What you should do —
Copy the records below verbatim, starting at their first line and ending at the line that contains "301L436 297L431 303L431", with both ends included. Leave the pictures out of your copy.

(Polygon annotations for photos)
::::::::::

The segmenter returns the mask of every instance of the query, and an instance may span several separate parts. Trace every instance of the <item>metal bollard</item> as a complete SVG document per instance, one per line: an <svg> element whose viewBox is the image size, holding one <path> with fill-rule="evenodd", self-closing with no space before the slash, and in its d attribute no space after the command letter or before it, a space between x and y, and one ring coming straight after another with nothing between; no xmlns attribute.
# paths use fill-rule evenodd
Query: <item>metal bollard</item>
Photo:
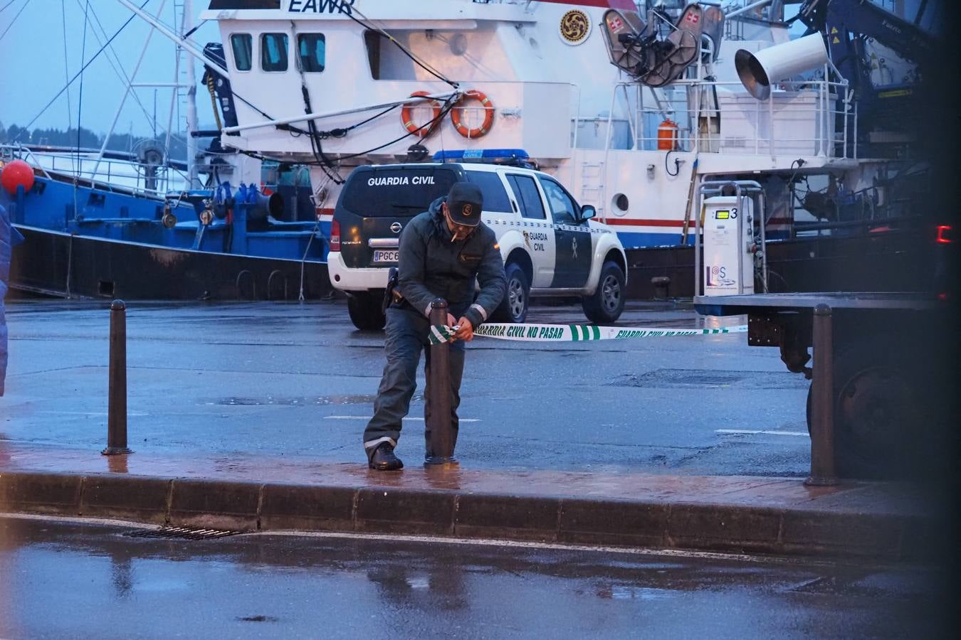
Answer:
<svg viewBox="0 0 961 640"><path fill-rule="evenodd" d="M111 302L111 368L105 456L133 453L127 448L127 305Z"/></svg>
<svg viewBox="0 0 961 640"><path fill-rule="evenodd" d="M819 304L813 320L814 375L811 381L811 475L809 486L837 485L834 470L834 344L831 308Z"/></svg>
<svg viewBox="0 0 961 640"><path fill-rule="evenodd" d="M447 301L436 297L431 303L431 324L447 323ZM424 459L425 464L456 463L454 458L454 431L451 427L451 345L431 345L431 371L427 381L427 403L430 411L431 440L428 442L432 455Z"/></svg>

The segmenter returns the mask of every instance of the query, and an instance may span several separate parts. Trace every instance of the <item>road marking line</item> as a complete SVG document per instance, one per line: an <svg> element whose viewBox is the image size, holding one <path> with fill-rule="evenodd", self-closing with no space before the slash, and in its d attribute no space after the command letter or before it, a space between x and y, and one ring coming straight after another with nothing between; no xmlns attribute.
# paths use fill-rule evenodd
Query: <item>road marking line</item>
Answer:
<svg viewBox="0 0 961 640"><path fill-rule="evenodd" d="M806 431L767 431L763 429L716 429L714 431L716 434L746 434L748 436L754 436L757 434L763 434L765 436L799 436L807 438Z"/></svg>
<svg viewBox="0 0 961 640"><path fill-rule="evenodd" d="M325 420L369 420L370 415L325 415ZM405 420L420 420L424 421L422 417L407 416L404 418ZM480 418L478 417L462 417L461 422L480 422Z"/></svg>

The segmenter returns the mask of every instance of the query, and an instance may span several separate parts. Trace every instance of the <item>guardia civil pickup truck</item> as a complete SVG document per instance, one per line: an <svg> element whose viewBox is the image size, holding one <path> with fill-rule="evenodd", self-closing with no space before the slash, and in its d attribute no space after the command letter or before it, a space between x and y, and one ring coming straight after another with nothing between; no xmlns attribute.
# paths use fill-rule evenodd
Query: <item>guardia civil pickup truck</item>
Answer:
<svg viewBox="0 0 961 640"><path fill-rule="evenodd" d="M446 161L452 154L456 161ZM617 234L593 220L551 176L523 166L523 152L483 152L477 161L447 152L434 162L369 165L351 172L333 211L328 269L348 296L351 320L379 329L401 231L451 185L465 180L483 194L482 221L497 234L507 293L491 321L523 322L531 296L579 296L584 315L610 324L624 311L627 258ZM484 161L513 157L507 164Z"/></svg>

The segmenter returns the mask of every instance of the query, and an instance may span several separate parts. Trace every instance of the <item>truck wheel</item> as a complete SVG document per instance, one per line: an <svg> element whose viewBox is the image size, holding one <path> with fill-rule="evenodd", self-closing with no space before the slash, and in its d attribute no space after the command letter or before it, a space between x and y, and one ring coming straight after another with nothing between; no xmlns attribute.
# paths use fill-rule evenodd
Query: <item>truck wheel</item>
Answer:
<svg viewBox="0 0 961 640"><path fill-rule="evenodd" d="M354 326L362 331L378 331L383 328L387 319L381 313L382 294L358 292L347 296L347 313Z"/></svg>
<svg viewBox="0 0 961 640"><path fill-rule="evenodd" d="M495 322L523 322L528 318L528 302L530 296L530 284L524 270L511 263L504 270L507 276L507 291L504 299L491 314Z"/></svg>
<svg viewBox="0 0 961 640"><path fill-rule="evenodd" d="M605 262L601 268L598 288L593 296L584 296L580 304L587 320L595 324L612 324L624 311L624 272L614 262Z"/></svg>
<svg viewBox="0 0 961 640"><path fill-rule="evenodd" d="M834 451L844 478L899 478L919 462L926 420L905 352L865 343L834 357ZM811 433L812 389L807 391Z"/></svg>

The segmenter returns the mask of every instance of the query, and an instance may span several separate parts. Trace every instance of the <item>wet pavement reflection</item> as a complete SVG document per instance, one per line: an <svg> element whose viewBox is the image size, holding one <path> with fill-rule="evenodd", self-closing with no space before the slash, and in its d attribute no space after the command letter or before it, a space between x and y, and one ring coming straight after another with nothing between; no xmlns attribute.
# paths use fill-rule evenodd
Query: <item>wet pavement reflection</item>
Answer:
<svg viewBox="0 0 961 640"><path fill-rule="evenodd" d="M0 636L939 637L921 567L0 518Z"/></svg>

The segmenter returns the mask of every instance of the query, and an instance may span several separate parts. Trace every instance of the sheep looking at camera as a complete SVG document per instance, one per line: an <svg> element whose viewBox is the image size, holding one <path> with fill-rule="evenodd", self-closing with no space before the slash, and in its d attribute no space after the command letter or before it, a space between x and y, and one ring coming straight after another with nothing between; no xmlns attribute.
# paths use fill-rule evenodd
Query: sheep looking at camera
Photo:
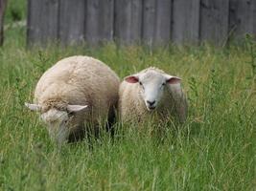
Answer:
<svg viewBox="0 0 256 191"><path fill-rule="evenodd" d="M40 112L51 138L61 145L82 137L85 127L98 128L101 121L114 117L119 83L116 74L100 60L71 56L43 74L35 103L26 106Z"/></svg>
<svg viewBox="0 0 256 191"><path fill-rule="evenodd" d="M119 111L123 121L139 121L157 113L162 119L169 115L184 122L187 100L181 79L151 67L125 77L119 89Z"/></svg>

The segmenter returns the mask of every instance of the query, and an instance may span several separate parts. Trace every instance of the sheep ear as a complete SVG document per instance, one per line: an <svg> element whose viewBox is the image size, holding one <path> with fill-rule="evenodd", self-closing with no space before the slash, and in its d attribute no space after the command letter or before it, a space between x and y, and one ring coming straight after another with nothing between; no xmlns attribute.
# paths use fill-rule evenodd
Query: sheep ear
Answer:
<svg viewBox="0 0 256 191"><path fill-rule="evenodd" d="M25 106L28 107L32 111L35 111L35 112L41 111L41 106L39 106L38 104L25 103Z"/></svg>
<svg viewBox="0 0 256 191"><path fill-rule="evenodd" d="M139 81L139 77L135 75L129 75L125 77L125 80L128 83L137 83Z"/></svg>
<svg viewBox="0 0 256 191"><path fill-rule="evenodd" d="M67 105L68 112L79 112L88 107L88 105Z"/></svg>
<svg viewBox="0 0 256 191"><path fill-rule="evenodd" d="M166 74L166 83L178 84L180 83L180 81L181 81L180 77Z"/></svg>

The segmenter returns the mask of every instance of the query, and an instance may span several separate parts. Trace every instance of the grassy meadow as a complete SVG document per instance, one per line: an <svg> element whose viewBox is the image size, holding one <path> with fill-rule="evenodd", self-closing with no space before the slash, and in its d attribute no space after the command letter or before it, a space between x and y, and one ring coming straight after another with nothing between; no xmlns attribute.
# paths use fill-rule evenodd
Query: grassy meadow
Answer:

::::::::::

Answer to this exercise —
The segmenter returns the mask of every instance of the query, and an instance may span several separate parts. Trace every instance of the <item>metal bollard</item> as a complete SVG document per instance, one per line: an <svg> element whose viewBox is the image size, holding one <path> with fill-rule="evenodd", self-closing with no space before the slash, and in its d attribute no space after the command letter or before it, a space between x and y, and one ring coming straight after another with nothing between; no xmlns attribute.
# paths use fill-rule evenodd
Query: <item>metal bollard</item>
Photo:
Answer:
<svg viewBox="0 0 961 640"><path fill-rule="evenodd" d="M111 302L111 368L105 456L133 453L127 448L127 305Z"/></svg>
<svg viewBox="0 0 961 640"><path fill-rule="evenodd" d="M819 304L813 320L814 375L811 381L811 475L809 486L837 485L834 470L834 344L831 308Z"/></svg>
<svg viewBox="0 0 961 640"><path fill-rule="evenodd" d="M447 301L436 297L431 303L431 324L447 323ZM424 459L425 464L456 463L454 458L454 431L451 427L451 345L431 345L431 371L427 381L427 403L430 411L431 440L428 442L432 455Z"/></svg>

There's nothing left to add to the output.